Ferguson v Tasmanian Cricket Association (trading as Cricket Tasmania)
[2021] FCA 1507
•30 November 2021
FEDERAL COURT OF AUSTRALIA
Ferguson v Tasmanian Cricket Association (trading as Cricket Tasmania) [2021] FCA 1507
File number(s): VID 697 of 2021 Judgment of: MORTIMER J Date of judgment: 30 November 2021 Catchwords: PRACTICE AND PROCEDURE – Federal Court Rules 2011 (Cth) r 2.32(3) – restriction of access to originating application by non-parties – originating application not yet served on respondent – order restricting access limited until after originating application served on respondent Legislation: Federal Court of Australia Act 1979 (Cth), ss 17, 37AE, 37AF, 37AG
Federal Court Rules 2011 (Cth), rr 2.32, 16.02
Cases cited: Llewellyn v Nine Network Australia Pty Ltd [2006] FCA 836; 154 FCR 293
Messenger v Commonwealth of Australia [2017] FCA 879
Porter v Australian Broadcasting Corporation [2021] FCA 863
Rinehart v Rinehart [2014] FCA 1241; 320 ALR 195
Rinehart v Welker [2011] NSWCA 403; 93 NSWLR 311
Rush v Nationwide News Pty Ltd [2018] FCA 357; 359 ALR 473
Division: General Division Registry: Victoria National Practice Area: Administrative and Constitutional Law and Human Rights Number of paragraphs: 16 ORDERS
VID 697 of 2021 BETWEEN: RENEE FERGUSON
Applicant
AND: TASMANIAN CRICKET ASSOCIATION (TRADING AS CRICKET TASMANIA)

============================================================

*Short exercise A*
Copy every line in the rows below that contains the string "shadow", treating uppercase and lowercase letters as distinct.
*Short exercise B*
Extend the Ferguson judgment, starting immediately after its final line.
The Ferguson judgment and the rows that follow it bear no relation to one another.

============================================================

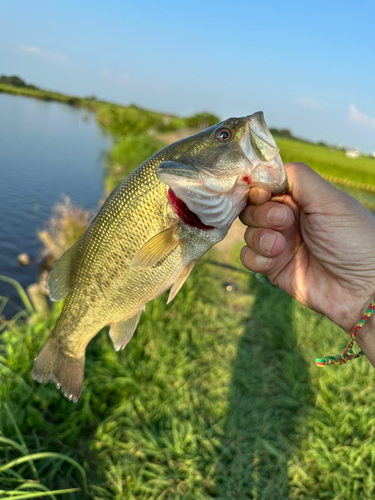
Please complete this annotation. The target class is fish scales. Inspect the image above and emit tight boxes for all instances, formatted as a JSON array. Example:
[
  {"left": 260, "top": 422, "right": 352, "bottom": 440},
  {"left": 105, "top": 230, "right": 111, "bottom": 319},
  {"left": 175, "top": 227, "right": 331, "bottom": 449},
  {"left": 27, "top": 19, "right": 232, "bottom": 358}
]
[{"left": 32, "top": 112, "right": 287, "bottom": 401}]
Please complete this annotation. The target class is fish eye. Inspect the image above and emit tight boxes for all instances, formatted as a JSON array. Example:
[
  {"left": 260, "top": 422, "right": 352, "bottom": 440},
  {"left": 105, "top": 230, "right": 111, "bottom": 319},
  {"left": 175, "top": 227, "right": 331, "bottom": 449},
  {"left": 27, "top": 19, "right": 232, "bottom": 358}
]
[{"left": 215, "top": 128, "right": 232, "bottom": 141}]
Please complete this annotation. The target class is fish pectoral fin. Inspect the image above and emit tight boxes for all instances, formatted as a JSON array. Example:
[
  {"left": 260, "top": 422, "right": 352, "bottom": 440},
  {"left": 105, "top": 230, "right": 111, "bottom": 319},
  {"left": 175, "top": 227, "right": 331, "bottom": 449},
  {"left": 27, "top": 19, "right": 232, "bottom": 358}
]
[
  {"left": 167, "top": 260, "right": 195, "bottom": 304},
  {"left": 155, "top": 160, "right": 199, "bottom": 184},
  {"left": 109, "top": 306, "right": 146, "bottom": 351},
  {"left": 46, "top": 240, "right": 80, "bottom": 302},
  {"left": 130, "top": 226, "right": 180, "bottom": 269}
]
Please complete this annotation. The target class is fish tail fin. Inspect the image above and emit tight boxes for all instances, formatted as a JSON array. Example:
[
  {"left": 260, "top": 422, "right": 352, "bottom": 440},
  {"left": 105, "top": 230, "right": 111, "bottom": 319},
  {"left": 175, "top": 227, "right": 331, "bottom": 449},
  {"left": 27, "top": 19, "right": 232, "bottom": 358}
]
[{"left": 32, "top": 330, "right": 85, "bottom": 403}]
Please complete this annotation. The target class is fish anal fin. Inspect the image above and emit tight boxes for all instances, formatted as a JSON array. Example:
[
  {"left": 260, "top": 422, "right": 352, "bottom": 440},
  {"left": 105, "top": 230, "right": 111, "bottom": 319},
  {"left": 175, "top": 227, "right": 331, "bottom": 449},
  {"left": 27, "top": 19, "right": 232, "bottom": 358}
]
[
  {"left": 47, "top": 241, "right": 79, "bottom": 302},
  {"left": 109, "top": 306, "right": 146, "bottom": 351},
  {"left": 130, "top": 226, "right": 180, "bottom": 269},
  {"left": 167, "top": 260, "right": 195, "bottom": 304},
  {"left": 32, "top": 335, "right": 85, "bottom": 403}
]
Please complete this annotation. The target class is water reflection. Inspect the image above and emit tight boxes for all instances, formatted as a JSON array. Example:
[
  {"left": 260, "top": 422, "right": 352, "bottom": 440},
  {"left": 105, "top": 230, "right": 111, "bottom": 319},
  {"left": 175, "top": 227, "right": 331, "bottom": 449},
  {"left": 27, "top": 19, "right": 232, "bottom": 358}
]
[{"left": 0, "top": 94, "right": 110, "bottom": 316}]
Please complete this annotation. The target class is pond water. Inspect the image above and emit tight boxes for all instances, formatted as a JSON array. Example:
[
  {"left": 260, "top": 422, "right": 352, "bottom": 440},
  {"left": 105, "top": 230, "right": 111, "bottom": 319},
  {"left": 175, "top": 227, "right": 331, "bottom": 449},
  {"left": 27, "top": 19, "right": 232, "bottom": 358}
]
[{"left": 0, "top": 94, "right": 111, "bottom": 316}]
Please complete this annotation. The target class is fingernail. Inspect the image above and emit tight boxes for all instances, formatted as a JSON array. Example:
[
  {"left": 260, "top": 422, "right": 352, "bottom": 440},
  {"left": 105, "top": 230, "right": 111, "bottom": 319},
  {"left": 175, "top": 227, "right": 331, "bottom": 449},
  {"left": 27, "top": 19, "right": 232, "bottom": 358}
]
[
  {"left": 259, "top": 233, "right": 277, "bottom": 253},
  {"left": 249, "top": 186, "right": 259, "bottom": 203},
  {"left": 255, "top": 255, "right": 272, "bottom": 267},
  {"left": 266, "top": 207, "right": 288, "bottom": 227}
]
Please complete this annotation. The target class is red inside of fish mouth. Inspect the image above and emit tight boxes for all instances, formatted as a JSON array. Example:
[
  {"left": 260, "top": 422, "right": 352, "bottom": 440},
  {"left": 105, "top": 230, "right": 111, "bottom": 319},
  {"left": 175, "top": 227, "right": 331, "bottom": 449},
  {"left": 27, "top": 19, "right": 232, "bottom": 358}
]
[{"left": 168, "top": 188, "right": 215, "bottom": 230}]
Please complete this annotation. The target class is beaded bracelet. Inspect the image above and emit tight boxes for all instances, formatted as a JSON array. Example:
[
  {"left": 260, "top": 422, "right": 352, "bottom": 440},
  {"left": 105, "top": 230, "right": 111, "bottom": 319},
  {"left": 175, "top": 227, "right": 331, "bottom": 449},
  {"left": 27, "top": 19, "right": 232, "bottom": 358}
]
[{"left": 315, "top": 299, "right": 375, "bottom": 366}]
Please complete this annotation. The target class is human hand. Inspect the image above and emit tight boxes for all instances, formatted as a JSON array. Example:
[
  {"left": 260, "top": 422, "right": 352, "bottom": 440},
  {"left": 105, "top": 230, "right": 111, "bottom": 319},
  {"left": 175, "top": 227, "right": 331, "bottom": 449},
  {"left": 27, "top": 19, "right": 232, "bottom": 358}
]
[{"left": 240, "top": 163, "right": 375, "bottom": 333}]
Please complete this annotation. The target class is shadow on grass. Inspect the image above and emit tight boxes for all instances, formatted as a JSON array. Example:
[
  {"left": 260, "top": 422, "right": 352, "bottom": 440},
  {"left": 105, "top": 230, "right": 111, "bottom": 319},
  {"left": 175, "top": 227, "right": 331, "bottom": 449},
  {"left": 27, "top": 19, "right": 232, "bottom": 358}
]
[{"left": 216, "top": 274, "right": 310, "bottom": 500}]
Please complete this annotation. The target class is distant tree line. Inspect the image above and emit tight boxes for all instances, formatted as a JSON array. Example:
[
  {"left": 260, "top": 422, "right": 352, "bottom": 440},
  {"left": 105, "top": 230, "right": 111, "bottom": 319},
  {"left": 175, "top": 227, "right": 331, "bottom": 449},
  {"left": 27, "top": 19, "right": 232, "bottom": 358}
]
[{"left": 0, "top": 75, "right": 39, "bottom": 90}]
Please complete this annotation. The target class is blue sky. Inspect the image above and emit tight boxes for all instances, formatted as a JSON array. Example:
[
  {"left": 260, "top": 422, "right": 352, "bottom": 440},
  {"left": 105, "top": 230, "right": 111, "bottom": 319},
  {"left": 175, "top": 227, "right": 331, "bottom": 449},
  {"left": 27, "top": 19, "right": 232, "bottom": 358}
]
[{"left": 0, "top": 0, "right": 375, "bottom": 151}]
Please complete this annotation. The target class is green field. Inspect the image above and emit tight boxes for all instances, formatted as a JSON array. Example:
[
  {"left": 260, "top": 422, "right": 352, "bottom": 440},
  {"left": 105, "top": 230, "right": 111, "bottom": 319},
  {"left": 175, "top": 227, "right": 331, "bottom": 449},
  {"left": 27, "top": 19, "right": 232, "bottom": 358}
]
[
  {"left": 0, "top": 84, "right": 375, "bottom": 500},
  {"left": 276, "top": 138, "right": 375, "bottom": 193},
  {"left": 0, "top": 249, "right": 375, "bottom": 500}
]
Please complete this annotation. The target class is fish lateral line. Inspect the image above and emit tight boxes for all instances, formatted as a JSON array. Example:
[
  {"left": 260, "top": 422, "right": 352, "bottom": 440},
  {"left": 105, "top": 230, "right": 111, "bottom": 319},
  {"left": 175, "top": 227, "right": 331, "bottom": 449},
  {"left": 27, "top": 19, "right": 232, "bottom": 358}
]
[{"left": 168, "top": 188, "right": 215, "bottom": 230}]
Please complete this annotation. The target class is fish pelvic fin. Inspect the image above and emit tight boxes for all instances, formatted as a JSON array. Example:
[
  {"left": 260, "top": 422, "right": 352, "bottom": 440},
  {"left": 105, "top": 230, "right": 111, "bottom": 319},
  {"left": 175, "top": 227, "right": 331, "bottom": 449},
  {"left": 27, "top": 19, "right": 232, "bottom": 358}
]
[
  {"left": 31, "top": 331, "right": 85, "bottom": 403},
  {"left": 109, "top": 306, "right": 146, "bottom": 351},
  {"left": 167, "top": 260, "right": 195, "bottom": 304},
  {"left": 47, "top": 240, "right": 80, "bottom": 302},
  {"left": 130, "top": 225, "right": 181, "bottom": 269}
]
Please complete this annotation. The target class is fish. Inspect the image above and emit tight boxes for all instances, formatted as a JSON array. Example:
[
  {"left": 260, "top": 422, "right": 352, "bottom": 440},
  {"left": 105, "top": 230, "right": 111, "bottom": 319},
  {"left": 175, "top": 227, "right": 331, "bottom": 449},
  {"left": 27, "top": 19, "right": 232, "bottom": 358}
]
[{"left": 32, "top": 111, "right": 287, "bottom": 402}]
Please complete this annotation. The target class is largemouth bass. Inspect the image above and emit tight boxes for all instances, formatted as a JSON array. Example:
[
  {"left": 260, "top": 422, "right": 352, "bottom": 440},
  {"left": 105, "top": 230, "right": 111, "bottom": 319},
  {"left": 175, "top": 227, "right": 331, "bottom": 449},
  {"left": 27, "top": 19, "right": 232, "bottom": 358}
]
[{"left": 32, "top": 112, "right": 287, "bottom": 401}]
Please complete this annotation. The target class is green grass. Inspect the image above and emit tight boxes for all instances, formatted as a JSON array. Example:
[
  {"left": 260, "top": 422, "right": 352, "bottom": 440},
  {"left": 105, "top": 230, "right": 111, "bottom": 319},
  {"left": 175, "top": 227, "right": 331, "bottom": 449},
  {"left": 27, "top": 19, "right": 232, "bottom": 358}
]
[
  {"left": 277, "top": 138, "right": 375, "bottom": 192},
  {"left": 0, "top": 82, "right": 375, "bottom": 500},
  {"left": 0, "top": 248, "right": 375, "bottom": 500}
]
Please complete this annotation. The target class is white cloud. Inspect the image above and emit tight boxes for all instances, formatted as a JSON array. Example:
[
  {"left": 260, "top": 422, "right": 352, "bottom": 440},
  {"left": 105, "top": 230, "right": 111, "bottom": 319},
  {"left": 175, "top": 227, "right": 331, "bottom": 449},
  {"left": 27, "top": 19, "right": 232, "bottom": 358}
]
[
  {"left": 348, "top": 104, "right": 375, "bottom": 128},
  {"left": 118, "top": 73, "right": 128, "bottom": 83},
  {"left": 298, "top": 97, "right": 321, "bottom": 109},
  {"left": 17, "top": 45, "right": 66, "bottom": 63}
]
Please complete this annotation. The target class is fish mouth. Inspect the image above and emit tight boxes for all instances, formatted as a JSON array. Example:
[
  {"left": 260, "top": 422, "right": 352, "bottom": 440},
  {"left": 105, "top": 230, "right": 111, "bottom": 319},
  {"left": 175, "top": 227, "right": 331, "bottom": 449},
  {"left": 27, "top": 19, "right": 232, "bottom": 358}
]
[
  {"left": 168, "top": 188, "right": 215, "bottom": 231},
  {"left": 239, "top": 111, "right": 288, "bottom": 194}
]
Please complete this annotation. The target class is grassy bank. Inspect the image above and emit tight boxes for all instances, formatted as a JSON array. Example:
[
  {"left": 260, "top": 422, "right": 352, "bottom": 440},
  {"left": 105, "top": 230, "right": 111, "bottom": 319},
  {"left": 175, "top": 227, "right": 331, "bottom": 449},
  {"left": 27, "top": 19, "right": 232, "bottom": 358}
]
[
  {"left": 276, "top": 138, "right": 375, "bottom": 193},
  {"left": 0, "top": 81, "right": 375, "bottom": 500},
  {"left": 0, "top": 248, "right": 375, "bottom": 500}
]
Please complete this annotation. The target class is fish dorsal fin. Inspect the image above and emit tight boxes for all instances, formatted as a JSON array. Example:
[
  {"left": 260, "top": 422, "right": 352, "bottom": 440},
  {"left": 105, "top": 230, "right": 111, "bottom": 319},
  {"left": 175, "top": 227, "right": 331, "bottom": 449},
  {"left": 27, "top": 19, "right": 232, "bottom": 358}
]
[
  {"left": 130, "top": 226, "right": 180, "bottom": 269},
  {"left": 46, "top": 240, "right": 80, "bottom": 302},
  {"left": 109, "top": 306, "right": 146, "bottom": 351},
  {"left": 167, "top": 260, "right": 195, "bottom": 304}
]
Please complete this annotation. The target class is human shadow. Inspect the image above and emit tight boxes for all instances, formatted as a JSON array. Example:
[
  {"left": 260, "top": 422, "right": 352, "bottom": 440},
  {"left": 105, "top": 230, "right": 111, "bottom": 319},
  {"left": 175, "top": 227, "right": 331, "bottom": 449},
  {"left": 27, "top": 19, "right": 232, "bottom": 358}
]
[{"left": 215, "top": 274, "right": 310, "bottom": 500}]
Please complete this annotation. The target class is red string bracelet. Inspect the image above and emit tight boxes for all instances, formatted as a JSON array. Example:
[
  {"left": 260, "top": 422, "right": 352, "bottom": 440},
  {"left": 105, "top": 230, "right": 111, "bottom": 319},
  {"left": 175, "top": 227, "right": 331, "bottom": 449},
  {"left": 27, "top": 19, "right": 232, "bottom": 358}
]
[{"left": 315, "top": 299, "right": 375, "bottom": 366}]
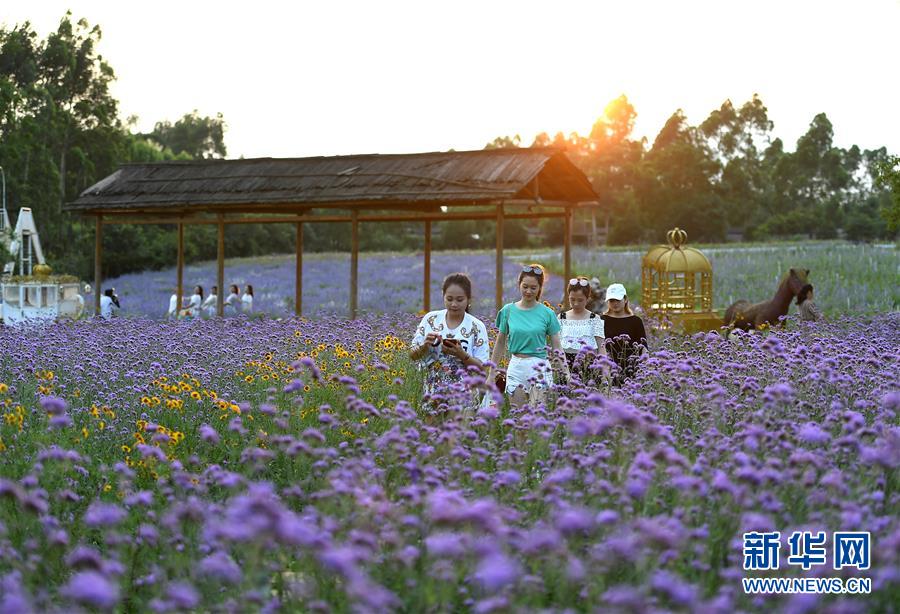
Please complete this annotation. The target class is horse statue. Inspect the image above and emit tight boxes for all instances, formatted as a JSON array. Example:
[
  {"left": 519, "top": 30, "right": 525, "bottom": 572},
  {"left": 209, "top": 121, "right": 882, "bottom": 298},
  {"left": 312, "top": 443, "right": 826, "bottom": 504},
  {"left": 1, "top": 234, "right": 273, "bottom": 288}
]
[{"left": 725, "top": 268, "right": 809, "bottom": 331}]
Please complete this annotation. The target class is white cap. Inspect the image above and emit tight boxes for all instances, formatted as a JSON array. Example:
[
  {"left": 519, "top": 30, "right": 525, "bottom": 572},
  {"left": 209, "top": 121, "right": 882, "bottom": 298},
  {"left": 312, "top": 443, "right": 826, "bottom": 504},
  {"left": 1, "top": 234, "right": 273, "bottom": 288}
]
[{"left": 606, "top": 284, "right": 625, "bottom": 301}]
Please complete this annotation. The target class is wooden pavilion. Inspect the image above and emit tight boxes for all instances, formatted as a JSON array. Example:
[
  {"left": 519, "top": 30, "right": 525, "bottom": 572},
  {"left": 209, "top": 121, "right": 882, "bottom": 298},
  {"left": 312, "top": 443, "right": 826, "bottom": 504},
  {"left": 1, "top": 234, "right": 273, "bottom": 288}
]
[{"left": 64, "top": 148, "right": 597, "bottom": 318}]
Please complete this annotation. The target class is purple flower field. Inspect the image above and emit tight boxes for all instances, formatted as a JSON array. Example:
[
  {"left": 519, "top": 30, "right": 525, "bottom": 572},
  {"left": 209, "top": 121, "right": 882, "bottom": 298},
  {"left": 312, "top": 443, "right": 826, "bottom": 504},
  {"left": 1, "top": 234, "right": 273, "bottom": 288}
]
[
  {"left": 88, "top": 242, "right": 900, "bottom": 318},
  {"left": 0, "top": 316, "right": 900, "bottom": 613},
  {"left": 95, "top": 252, "right": 563, "bottom": 318}
]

============================================================

*Exercise output A*
Please complete this annotation. The target class is shadow on grass. Inspect the image above and emit tight boxes for all instances, formatted as a JSON array. Example:
Please complete this annotation. The target class is human shadow. Inspect the image above and emit tight boxes for all instances, formatted as a JSON array. Example:

*Exercise output B*
Respondent
ORDER MADE BY:
MORTIMER J
DATE OF ORDER:
30 NOVEMBER 2021
THE COURT ORDERS THAT:
1.Pursuant to r 2.32(3)(b) of the Federal Court Rules 2011 (Cth), the Originating Application in this proceeding be restricted from publication to persons other than parties in this proceeding.
2.Unless extended by further order, this order expires at 2.15pm on the day following the filing of a Notice of Address for Service by the respondent.
3.Upon the respondent filing a Notice of Address for Service, the Registrar is to advise the respondent of this order.
Note: Entry of orders is dealt with in Rule 39.32 of the Federal Court Rules 2011.
REASONS FOR JUDGMENT
MORTIMER J:
On Friday 26 November 2021, the applicant filed an originating application in this Court, seeking an apology, and damages for economic and non-economic loss arising from what she alleges were acts of sexual harassment between 2015 and 2017, said to have been perpetrated by people the applicant describes as employees of the respondent (Cricket Tasmania). There is no statement of claim accompanying the originating application, but the originating application contains relatively detailed allegations.
On Sunday 28 November 2021, a media outlet not party to the proceeding made a request under r 2.32 of the Federal Court Rules 2011 (Cth) to inspect and take a photocopy of the originating application.
No notice of address for service has been filed by the respondent under r 5.02, and no affidavit of service has been filed by the applicant.
The originating application is a document which, under the Rules, a non-party is entitled to inspect: see r 2.32(2)(a).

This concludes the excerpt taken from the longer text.